#### [Fragmento propuesto]
______________________________

Cerca del Círculo Polar
Ártico, en el Mar Blanco, están las islas Solovetsky, también llamadas
Solovki, y consideradas Patrimonio de la
Humanidad desde 1992. Llegamos en barco desde Rabocheostrovk, abreviado Rabo por los locales. El trayecto duró
dos horas y fuimos acompañados por grupos de gaviotas.
Eran seis islas principales con más de 500 lagos.
Desembarcamos en la isla más grande, la Bolshoy Solovetsky, y desde el agua ya
se veía la silueta del misterioso y evocador Monasterio.
Encontramos una procesión de gente con varios sacerdotes ortodoxos barbados. Algunos
de los sacerdotes vestían de negro con altos sombreros y otros, de mayor rango,
con ricas vestiduras verde y oro. Las mujeres llevaban todas pañoletas en la
cabeza, anudadas bajo la barbilla.
Los sacerdotes portaban
varias cruces, rodearon el Monasterio y en la entrada rezaron, cantaron y
esparcieron agua sagrada con cierto jolgorio entre las mujeres y niños. Otro
sacerdote llevaba un botafumeiro que impregnaba el aire con olor a incienso.

______________________________

#### [Datos]

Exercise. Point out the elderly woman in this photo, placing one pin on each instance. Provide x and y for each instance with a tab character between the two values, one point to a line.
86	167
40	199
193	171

______________________________

#### [Ejercicio]
Responde según el relato sobre las islas Solovetsky:
1. ¿Desde qué año son Patrimonio de la Humanidad?
2. ¿Cuánto duró el trayecto en barco?
3. ¿Cómo vestían los sacerdotes de mayor rango?

#### [Resultado]
1. Desde 1992.
2. Dos horas.
3. Con ricas vestiduras verde y oro.